▸ PASSAGE TO READ
I use AV mode. I set the aperture and I let the camera decide shutter speed taking an evaluative light reading of the entire scene. I always use a tripod and shutter release cable as in nearly all low light situations and low ISO the shutter speed will be longer and the there is the risk of camera shake if you attempt hand hold.



RichardsTPF said:


> This is at low light condition. What makes you use low ISO? I thought low iso would make it darker. This pic doesn't look underexposure at all.



I use the lowest ISO possible to reduce the risk of noise. I have a canon 40D and I do get noise at higher ISO in low light situations.



RichardsTPF said:


> Choose f5.6 because you don't need much DOF when you zoomed in at 100mm, right?



The 100mm macro lens I use is a prime lens fixed at 100mm. 5.6 certainly allows a lot more light in however I do use hyperfocal in all situations to achieve infinity focus.



RichardsTPF said:


> What about the white balance?



Auto white balance



RichardsTPF said:


> What setting did you use for #3?

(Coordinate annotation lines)

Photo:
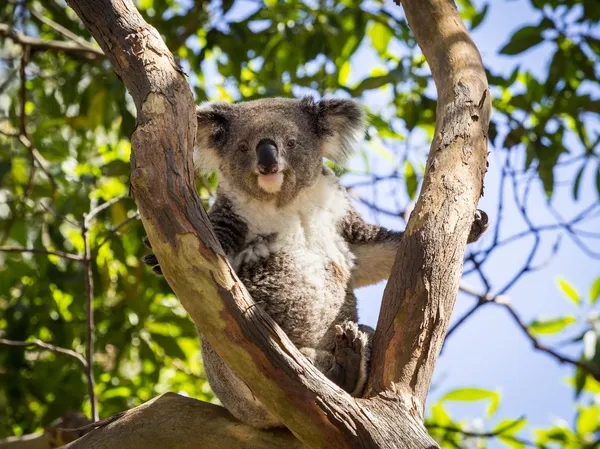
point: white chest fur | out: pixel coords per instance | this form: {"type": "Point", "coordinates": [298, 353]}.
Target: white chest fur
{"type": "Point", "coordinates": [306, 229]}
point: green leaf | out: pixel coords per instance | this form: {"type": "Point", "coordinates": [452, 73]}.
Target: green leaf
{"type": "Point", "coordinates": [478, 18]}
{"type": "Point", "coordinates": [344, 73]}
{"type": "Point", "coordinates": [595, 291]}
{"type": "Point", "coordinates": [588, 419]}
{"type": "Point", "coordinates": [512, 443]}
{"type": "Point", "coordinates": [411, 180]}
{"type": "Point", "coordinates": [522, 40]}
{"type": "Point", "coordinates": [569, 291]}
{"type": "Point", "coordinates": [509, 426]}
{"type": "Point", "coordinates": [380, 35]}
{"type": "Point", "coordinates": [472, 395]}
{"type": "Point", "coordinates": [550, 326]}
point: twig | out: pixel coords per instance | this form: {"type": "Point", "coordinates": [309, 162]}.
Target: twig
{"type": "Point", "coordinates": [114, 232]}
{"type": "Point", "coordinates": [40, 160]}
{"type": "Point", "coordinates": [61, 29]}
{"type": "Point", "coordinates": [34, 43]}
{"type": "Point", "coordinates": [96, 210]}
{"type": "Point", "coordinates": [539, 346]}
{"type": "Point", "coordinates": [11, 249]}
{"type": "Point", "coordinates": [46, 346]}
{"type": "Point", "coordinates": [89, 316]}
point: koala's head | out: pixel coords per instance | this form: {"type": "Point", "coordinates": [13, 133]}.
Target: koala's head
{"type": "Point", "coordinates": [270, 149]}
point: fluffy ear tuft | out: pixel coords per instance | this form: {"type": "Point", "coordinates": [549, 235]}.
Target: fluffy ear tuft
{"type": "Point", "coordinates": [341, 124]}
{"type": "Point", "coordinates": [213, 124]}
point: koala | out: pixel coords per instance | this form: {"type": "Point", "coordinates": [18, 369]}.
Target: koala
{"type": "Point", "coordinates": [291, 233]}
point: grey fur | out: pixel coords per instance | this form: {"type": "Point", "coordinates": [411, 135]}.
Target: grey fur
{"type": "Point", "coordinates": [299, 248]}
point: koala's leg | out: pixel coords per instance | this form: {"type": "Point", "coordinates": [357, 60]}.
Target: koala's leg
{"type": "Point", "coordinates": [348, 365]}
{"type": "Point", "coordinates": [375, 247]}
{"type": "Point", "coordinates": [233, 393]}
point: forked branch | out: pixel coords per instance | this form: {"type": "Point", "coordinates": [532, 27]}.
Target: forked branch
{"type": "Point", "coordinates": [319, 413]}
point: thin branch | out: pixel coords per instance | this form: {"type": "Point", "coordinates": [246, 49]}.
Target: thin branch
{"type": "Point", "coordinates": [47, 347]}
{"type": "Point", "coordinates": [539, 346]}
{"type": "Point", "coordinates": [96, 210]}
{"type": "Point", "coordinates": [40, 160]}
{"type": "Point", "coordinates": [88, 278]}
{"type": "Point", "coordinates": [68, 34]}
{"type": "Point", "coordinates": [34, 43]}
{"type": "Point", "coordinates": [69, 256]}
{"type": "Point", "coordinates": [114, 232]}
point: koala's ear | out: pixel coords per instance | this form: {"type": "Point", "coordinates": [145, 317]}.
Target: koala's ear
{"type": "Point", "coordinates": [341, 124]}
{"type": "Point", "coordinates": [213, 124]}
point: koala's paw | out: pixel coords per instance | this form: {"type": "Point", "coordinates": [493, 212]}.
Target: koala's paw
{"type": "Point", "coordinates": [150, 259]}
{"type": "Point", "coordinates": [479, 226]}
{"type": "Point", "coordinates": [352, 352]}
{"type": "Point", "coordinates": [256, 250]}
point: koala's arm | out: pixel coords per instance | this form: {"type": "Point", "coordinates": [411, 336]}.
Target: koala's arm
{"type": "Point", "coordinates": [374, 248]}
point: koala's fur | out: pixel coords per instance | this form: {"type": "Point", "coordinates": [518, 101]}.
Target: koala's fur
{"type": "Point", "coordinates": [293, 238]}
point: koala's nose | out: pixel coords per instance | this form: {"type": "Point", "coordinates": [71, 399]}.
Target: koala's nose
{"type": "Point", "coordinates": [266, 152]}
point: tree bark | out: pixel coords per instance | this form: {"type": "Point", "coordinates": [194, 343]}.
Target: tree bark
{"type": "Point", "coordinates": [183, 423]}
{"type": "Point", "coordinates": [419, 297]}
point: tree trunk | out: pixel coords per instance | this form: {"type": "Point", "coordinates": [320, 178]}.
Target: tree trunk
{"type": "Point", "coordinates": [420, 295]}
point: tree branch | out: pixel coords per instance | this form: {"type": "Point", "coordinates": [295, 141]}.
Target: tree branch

▸ TASK INSTRUCTIONS
Continue the forum thread on low-light camera settings from its last sentence.

▸ EXERCISE RESULT
#3 was captured in bulb mode. The full moon to my  left lit the top of the storm anvil, plus the flank line feeding the  storm. The exposure was approx 30 seconds, enough time for the moon to  light up the scene and also wait for a flash from the clouds. ISO was as  low as I could go 100, aperture f5.6, infinity focus 17-40mm f4l wide angle lens.


----------



## Fleacz (Jul 22, 2011)

woow the first 3 are really freakin amazing, nice job


----------



## Ulriksen (Sep 17, 2012)

I love the colors in the clouds of the 2 first photos, just brilliant!


----------



## LazyFrog60 (Sep 19, 2012)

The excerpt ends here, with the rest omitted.